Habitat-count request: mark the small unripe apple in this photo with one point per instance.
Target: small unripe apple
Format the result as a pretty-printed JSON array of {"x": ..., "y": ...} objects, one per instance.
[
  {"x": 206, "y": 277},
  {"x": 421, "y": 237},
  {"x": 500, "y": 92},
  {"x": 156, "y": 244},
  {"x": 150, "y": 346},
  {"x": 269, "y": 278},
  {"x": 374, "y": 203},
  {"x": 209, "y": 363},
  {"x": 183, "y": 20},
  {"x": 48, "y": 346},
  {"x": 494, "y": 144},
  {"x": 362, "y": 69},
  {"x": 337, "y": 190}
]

What you will do: Restate each entry exactly, skipping none.

Task solution:
Habitat-count request: mark the small unripe apple in this photo with one point per instance.
Target: small unripe apple
Format the result as a pretty-printed JSON array of {"x": ..., "y": ...} objects, one per instance.
[
  {"x": 206, "y": 277},
  {"x": 421, "y": 237},
  {"x": 500, "y": 92},
  {"x": 156, "y": 244},
  {"x": 150, "y": 346},
  {"x": 269, "y": 278},
  {"x": 374, "y": 203},
  {"x": 209, "y": 363},
  {"x": 183, "y": 20},
  {"x": 48, "y": 346},
  {"x": 494, "y": 144},
  {"x": 362, "y": 69},
  {"x": 337, "y": 190}
]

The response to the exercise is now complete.